Problem requirements:
Reproduce every one of the following rows verbatim.

(A block of data)

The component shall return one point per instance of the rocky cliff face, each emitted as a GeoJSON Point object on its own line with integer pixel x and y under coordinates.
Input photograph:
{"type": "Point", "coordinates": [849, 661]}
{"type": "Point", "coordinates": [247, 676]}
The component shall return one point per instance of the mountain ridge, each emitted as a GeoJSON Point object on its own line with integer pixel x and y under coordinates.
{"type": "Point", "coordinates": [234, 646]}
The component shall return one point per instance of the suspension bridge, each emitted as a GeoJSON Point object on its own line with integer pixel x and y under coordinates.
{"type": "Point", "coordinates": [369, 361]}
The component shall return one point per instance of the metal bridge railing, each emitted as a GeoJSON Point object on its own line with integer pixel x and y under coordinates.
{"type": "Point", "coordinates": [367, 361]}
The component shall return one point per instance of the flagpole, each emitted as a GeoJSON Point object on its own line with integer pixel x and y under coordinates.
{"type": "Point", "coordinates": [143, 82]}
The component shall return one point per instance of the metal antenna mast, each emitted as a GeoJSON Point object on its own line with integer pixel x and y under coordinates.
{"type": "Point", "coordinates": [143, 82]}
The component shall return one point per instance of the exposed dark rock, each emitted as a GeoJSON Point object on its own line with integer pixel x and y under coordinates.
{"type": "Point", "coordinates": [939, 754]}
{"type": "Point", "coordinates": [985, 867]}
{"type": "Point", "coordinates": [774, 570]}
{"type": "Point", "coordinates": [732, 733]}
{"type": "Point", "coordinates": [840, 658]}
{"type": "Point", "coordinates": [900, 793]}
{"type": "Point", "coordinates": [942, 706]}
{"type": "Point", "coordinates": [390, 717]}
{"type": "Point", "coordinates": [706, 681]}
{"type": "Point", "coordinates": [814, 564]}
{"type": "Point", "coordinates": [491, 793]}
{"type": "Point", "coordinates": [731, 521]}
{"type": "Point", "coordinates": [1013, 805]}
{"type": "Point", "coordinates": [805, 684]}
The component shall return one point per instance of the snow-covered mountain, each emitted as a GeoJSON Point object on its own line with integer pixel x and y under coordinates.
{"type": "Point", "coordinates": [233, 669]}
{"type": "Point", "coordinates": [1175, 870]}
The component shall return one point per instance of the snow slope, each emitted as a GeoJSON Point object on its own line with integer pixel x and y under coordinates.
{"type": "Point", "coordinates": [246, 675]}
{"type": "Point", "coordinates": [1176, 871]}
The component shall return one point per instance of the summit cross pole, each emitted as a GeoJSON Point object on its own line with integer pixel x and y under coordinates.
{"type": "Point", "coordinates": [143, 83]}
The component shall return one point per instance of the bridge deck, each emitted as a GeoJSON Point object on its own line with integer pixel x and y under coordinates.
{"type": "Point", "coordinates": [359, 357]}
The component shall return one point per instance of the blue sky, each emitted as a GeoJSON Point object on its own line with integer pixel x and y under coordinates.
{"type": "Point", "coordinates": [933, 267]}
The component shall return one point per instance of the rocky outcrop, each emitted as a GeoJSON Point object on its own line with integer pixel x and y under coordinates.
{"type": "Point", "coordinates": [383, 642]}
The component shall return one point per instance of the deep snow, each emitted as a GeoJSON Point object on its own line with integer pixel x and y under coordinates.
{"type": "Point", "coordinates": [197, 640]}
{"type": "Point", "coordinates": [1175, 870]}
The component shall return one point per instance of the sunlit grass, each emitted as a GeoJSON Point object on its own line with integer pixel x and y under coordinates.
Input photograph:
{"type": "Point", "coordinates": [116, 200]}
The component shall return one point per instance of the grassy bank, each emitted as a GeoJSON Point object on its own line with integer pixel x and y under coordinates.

Written answer:
The component shall return one point per instance of the rocky cliff face, each emitted as a GeoJSON Point object on its own line with integer pixel x and y under coordinates.
Input photograph:
{"type": "Point", "coordinates": [849, 661]}
{"type": "Point", "coordinates": [247, 676]}
The component shall return one point per instance of the mountain ridge, each emitted as a GeoJSON Point object on its own line with integer pixel x and y under coordinates.
{"type": "Point", "coordinates": [234, 646]}
The component shall return one point per instance of the suspension bridge, each emitted as a GeoJSON Point object on its own line with integer pixel x and y under coordinates.
{"type": "Point", "coordinates": [369, 361]}
The component shall return one point per instance of the metal bridge railing, each emitted as a GeoJSON Point object on its own line with integer pixel x and y under coordinates.
{"type": "Point", "coordinates": [367, 361]}
The component shall return one point per instance of the flagpole, each emitted as a GeoJSON Point object on its own line with integer pixel x and y under coordinates.
{"type": "Point", "coordinates": [143, 82]}
The component shall return one point per instance of the metal antenna mast, each emitted as a GeoJSON Point object on its own line with integer pixel x and y under coordinates.
{"type": "Point", "coordinates": [143, 82]}
The component shall return one point per instance of the exposed dark rock, each emitted as a GeoJSON Point object on its own line with integer pixel x and y under coordinates.
{"type": "Point", "coordinates": [939, 754]}
{"type": "Point", "coordinates": [985, 867]}
{"type": "Point", "coordinates": [774, 570]}
{"type": "Point", "coordinates": [732, 733]}
{"type": "Point", "coordinates": [840, 658]}
{"type": "Point", "coordinates": [900, 793]}
{"type": "Point", "coordinates": [942, 706]}
{"type": "Point", "coordinates": [390, 717]}
{"type": "Point", "coordinates": [706, 681]}
{"type": "Point", "coordinates": [814, 564]}
{"type": "Point", "coordinates": [491, 793]}
{"type": "Point", "coordinates": [731, 521]}
{"type": "Point", "coordinates": [1013, 805]}
{"type": "Point", "coordinates": [805, 684]}
The component shall return one point per instance of the snow-covered mountain, each emitted as a GeoJSON Point object on its own line with integer pixel x and y under coordinates.
{"type": "Point", "coordinates": [233, 669]}
{"type": "Point", "coordinates": [1175, 870]}
The component shall return one point per instance of the snow slope, each emitted as a GeoJSON Point object on its own line with integer pixel x and y under coordinates.
{"type": "Point", "coordinates": [246, 675]}
{"type": "Point", "coordinates": [1176, 871]}
The component shall return one point per instance of the summit cross pole, each emitted as a GeoJSON Point object on its own line with integer pixel x and y under coordinates.
{"type": "Point", "coordinates": [143, 83]}
The component shall return one point per instance of the bridge deck, each emitted as a GeoJSON Point object on its own line with integer pixel x and y under coordinates.
{"type": "Point", "coordinates": [359, 357]}
The component shall return one point per instance of the blue sky, each emitted as a GeoJSON Point object on its own line with integer pixel x and y under coordinates.
{"type": "Point", "coordinates": [933, 267]}
The component shall return one point per instance of the rocky outcrop, each emitted as a GeoJSON Point object on its own line with integer pixel x and y under coordinates.
{"type": "Point", "coordinates": [383, 642]}
The component shall return one point per instance of the deep snow, each emitted as a GeoJSON Point object on its own line with integer pixel x and y under coordinates.
{"type": "Point", "coordinates": [197, 640]}
{"type": "Point", "coordinates": [1175, 870]}
The component shall return one point per instance of the sunlit grass, each emitted as a GeoJSON Point object on its own line with integer pixel x and y under coordinates.
Input photograph:
{"type": "Point", "coordinates": [116, 200]}
The component shall return one point per instance of the grassy bank, each emitted as a GeoJSON Point object on its own line with integer pixel x and y under coordinates.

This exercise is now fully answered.